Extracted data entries

★ ★ ★ ★ ★

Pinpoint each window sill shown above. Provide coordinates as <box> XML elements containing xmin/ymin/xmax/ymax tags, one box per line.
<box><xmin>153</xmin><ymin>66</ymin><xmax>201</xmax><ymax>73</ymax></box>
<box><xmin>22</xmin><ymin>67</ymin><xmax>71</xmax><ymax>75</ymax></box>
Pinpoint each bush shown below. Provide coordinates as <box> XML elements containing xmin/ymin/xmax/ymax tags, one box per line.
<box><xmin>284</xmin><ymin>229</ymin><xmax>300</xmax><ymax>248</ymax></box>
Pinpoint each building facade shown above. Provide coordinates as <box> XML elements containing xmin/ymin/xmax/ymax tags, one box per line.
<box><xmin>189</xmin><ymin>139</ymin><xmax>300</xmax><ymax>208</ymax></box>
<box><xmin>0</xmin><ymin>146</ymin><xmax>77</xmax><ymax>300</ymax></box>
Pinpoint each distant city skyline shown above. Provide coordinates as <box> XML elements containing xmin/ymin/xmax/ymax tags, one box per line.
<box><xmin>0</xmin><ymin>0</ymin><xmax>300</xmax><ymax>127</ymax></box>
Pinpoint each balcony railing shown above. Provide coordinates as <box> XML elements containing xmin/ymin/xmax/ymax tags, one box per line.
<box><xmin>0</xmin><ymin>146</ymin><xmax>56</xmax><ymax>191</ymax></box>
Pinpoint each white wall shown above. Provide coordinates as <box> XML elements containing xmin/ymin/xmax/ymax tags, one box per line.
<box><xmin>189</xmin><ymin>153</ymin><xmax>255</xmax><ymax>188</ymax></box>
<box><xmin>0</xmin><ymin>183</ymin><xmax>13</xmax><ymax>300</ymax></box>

★ ★ ★ ★ ★

WHAT TO PRODUCE
Reproduce every record above exactly as it appears.

ANSWER IN FULL
Pinpoint each window sill shown above. Provide coordinates as <box> XML elements containing xmin/ymin/xmax/ymax tags, one box per line.
<box><xmin>153</xmin><ymin>66</ymin><xmax>201</xmax><ymax>73</ymax></box>
<box><xmin>22</xmin><ymin>67</ymin><xmax>71</xmax><ymax>75</ymax></box>
Pinpoint each bush shown below. Provide coordinates as <box> XML elements containing xmin/ymin/xmax/ymax tags, one box per line.
<box><xmin>284</xmin><ymin>229</ymin><xmax>300</xmax><ymax>248</ymax></box>
Pinpoint each building facade shown above. Provide coordinates as <box> XML elements containing xmin/ymin/xmax/ymax tags, one box per line.
<box><xmin>189</xmin><ymin>139</ymin><xmax>300</xmax><ymax>208</ymax></box>
<box><xmin>0</xmin><ymin>146</ymin><xmax>77</xmax><ymax>300</ymax></box>
Pinpoint each distant city skyline shown above. Provide coordinates as <box> XML elements containing xmin/ymin/xmax/ymax tags, one box per line.
<box><xmin>0</xmin><ymin>0</ymin><xmax>300</xmax><ymax>127</ymax></box>
Pinpoint each balcony railing shown above. Provide coordinates as <box> XML elements containing xmin/ymin/xmax/ymax tags, one box per line.
<box><xmin>0</xmin><ymin>146</ymin><xmax>56</xmax><ymax>191</ymax></box>
Pinpoint each white wall shown above. Provide coordinates as <box> XML elements containing xmin/ymin/xmax/ymax tags, one box per line.
<box><xmin>189</xmin><ymin>153</ymin><xmax>255</xmax><ymax>188</ymax></box>
<box><xmin>0</xmin><ymin>183</ymin><xmax>13</xmax><ymax>300</ymax></box>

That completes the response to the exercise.